• What is expected
Extend the article below about Andrew Lew's type 1 diabetes research, picking up right after its last sentence.

• Document passage
- - -

Professor Andrew Lew and his colleagues pool their resources to set up a new type 1 diabetes research program to look into the most important issues in type 1 diabetes, and how collaboration between diabetes researchers and immunologists might successfully address these.
One day in the early 1990s Professor Andrew Lew and his colleagues were brainstorming about diabetes in the light-filled tearoom at the Walter and Eliza Hall Institute.
Lew studied veterinary science at university before a PhD and subsequent fellowship led him to pure immunology. He and some other immunologists were chatting with researchers from the institute’s type 1 diabetes program, including Professor Len Harrison and Dr Tom Mandel, the Australian pioneer of islet transplantation, which remains the only cure for the debilitating disease.
“We were thinking ‘why not pool our resources and set up a type 1 diabetes program?’” Lew recalls. “There I was, an immunologist interested in diabetes research, but I hadn’t studied the disease. Conversely, type 1 diabetes tends to be seen as a metabolic disease but it’s also an immune disease because the immune system kills the islet cells in the pancreas that make insulin — few researchers see the two together.”
That day Lew and his colleagues asked: ‘what are the most important issues in type 1 diabetes research and how can we address them together?’
The problem remains largely the same today as it was 20 years ago: how to stop a transplant recipient from rejecting the healthy islets, without shutting down their entire immune system.
Type 1 diabetes affects about 150,000 Australians — Lew points out that the numbers are rising in the developed world.
The disease strikes people in their youth, knocking out their ability to produce enough insulin for tissues like brain and muscle to take up sugar from their bloodstream. Keeping their blood sugar stable involves multiple insulin injections each day with potentially catastrophic consequences should their glucose levels go too high or too low. Patients also face the risk of long-term complications: such as blindness, kidney failure and poor circulation leading to leg amputation.
About a dozen transplants, where islets from human donors are placed into the liver, have been performed in Australia. The results are “brilliant,” Lew says. “About five of those patients are completely insulin independent now, they don’t need injections anymore. That’s as good a result as you’ll see anywhere in the world.”

- - -

• Recorded information
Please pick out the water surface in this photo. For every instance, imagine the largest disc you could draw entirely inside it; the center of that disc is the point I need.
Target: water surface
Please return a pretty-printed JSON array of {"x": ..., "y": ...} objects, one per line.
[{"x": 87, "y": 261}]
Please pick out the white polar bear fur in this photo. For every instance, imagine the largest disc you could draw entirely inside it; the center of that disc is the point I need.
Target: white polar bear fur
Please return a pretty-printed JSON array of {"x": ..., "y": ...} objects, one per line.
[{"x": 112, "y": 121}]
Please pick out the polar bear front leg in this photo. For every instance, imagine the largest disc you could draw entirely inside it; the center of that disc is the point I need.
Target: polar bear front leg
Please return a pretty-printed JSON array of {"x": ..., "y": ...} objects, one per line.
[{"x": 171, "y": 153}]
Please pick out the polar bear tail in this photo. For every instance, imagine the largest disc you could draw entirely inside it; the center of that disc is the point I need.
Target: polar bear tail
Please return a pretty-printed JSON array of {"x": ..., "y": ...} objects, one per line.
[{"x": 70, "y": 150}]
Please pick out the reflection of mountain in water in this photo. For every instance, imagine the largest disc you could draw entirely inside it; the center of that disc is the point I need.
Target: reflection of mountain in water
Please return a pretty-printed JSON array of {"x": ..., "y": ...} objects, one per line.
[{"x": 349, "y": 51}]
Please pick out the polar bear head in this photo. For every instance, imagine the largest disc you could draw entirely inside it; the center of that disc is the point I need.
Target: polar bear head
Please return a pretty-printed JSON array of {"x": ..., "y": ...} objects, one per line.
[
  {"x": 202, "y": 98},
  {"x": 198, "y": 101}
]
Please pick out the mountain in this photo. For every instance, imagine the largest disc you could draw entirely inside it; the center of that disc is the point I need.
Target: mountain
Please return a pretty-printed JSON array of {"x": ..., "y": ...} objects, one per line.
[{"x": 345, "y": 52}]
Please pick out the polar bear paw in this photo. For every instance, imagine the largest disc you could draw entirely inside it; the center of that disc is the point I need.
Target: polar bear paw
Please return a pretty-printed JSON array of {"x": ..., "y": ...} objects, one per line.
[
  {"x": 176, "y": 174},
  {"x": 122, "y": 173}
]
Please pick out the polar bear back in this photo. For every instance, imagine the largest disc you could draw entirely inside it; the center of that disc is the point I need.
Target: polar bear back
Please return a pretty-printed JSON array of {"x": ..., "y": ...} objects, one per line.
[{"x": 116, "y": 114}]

- - -

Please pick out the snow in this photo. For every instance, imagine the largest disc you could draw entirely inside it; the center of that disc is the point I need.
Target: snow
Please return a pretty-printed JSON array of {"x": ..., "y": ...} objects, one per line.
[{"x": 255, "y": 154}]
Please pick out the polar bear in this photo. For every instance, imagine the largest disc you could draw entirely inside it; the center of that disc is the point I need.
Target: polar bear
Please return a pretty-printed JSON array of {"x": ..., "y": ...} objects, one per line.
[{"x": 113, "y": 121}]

- - -

• Written response
There is a catch — several, in fact. The surgery is expensive, donors are scarce and the islets are difficult to harvest as the pancreas is a bag of enzymes that is “the first to disintegrate in a dead body; it literally chews itself up”.
Another big obstacle to the utilitarian potential of islet transplants is the administering of drugs to suppress immune rejection of the transplant.
“When you do islet transplants, you have to give patients these drugs to stop the rejection of the islets,” Lew explains, “and long-term these have some nasty side effects, with the person susceptible to infections and cancer, as the drugs themselves are toxic.
“So this means we have to weigh the burden of the immunosuppressive drugs against the burden of the disease.” It follows that the only suitable candidates for transplant surgery are those who struggle to sense that their blood sugar is plunging so low they fall into coma.
The answer, according to Lew and his colleagues, is to better target the immune suppression — use a guided missile rather than an atom bomb.
“We thought, why not endow the islets themselves with the ability to suppress the immune system at the liver. Why not try to get the islets to secrete one of those blocking molecules — such as blocking antibodies — that tells the immune system, ‘don’t go any further, stop!’” That is, use the immune system to control itself.
As always, the challenge is securing funding for clinical trials. “That’s what’s missing. We don’t really have a biotech industry here, though things are changing slowly.”
Globally, however, immunology is a booming $50 billion market, “as the biggest blockbuster drugs are antibodies to fight cancer, rheumatoid arthritis, other diseases. We’re on the verge of understanding so many diseases through immunology.
“We can make an antibody to anything, which means theoretically we can mimic or block anything. Lew smiles. “There’s almost limitless potential.”